>> Begin

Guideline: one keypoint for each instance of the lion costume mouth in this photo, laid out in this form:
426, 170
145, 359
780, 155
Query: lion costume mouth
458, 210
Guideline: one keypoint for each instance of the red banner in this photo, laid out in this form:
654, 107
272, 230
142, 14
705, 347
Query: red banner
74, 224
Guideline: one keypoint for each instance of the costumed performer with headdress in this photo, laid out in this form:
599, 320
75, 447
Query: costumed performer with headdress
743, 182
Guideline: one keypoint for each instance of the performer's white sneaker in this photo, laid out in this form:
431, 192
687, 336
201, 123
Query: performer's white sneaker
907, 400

>> End

◆ **Required work**
Quote the data word for word, beginning with the line containing "Guideline: one keypoint for each instance of the red" and continuing through the end of the data.

◆ **Worked solution**
Guideline: one keypoint for each instance of the red banner in this photo, laid out in this form:
654, 107
272, 230
142, 14
705, 347
Query: red banner
74, 224
Guideline: one keypoint for each instance of the costumed performer with headdress in this photo, laid out in this form:
599, 320
75, 447
Query: costumed performer with headdress
743, 182
Guideline: one keypoint for each instance of the performer's white sneaker in this photo, laid out in this form:
431, 192
687, 336
201, 123
Query: performer's white sneaker
907, 400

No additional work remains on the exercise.